__Task details__:
Reproduce the material below word for word, leaving out the pictures.

__Data entries__:
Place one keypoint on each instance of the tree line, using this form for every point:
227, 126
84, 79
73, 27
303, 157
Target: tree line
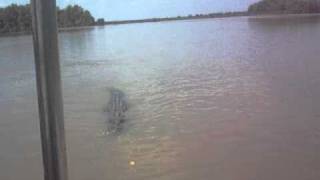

__Written solution__:
Place one keypoint on each instance of the tree line, using this form for every point:
227, 126
84, 79
73, 27
303, 157
Target: tree line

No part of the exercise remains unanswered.